TASK GOAL:
Answer these questions from the passage on schooling, one answer per line:
1. What does the opening sentence name as one of the cornerstones of rational inquiry?
2. What term does the commenter use for learning skills that are employable?
3. Between what are school trustees said to be caught?

QUOTED PASSAGE:
So, you want people to who can think, you need to take them to environments where it is okay to ask questions and more importantly, it is okay to fail, because learning to constructively fail is one of the cornerstones of rational inquiry.




3 comments
April 22, 2013 at 8:05 am
tildeb
It’s not a question of too much or little schooling, but one of of kind: we need to ask what it is we are after with the goal of schooling. It seems to me that there is much confusion about what this goal actually is and this shows up in our classrooms: is the goal to learn skills that are employable (I call this ‘training’) OR is the goal to learn how to think well to improve the quality of our lives (I call this ‘education’)?
Until we establish what the goal of schooling is, our classrooms become microcosms of publicly funded schizophrenia where we say we want the latter but test only for the former!
And school trustees are caught between a rock and a hard place trying to create a system that addresses both and fails equally well to achieve either!
And then there’s the industrialized educational system itself that manufactures standards for qualifications and certifications unrelated to functioning well in the real world but insists (subsidized by the public) that these are necessary precursors to functioning successfully in it.

ROWS:

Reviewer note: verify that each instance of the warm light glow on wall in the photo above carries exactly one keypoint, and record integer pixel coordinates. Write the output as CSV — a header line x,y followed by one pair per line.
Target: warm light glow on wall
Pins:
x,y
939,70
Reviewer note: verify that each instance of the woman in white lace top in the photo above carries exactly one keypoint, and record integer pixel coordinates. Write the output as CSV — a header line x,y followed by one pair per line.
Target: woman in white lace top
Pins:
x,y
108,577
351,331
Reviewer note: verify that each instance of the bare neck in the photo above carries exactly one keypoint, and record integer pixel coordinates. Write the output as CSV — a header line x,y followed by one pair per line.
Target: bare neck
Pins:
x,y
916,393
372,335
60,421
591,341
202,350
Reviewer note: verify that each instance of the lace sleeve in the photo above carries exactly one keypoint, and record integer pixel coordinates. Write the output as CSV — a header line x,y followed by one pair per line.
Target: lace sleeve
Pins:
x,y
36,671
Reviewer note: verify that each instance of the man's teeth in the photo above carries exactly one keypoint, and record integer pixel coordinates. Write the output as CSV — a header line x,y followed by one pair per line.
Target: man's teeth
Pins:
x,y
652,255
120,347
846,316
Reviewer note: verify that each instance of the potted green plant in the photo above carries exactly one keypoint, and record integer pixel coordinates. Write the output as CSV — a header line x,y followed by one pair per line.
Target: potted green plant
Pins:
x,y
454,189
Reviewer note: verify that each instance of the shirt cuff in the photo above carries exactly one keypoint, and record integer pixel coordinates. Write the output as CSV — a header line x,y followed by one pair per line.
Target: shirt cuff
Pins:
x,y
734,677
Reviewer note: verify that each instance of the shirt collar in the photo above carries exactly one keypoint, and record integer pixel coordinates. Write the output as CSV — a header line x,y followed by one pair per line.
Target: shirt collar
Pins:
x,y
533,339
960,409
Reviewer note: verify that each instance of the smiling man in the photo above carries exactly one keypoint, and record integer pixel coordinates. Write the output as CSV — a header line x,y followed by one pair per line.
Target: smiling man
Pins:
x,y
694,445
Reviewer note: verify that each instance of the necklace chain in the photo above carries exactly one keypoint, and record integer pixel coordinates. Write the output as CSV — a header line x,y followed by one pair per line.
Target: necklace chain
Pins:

SOLUTION TO THIS EXERCISE:
1. Learning to constructively fail
2. Training
3. A rock and a hard place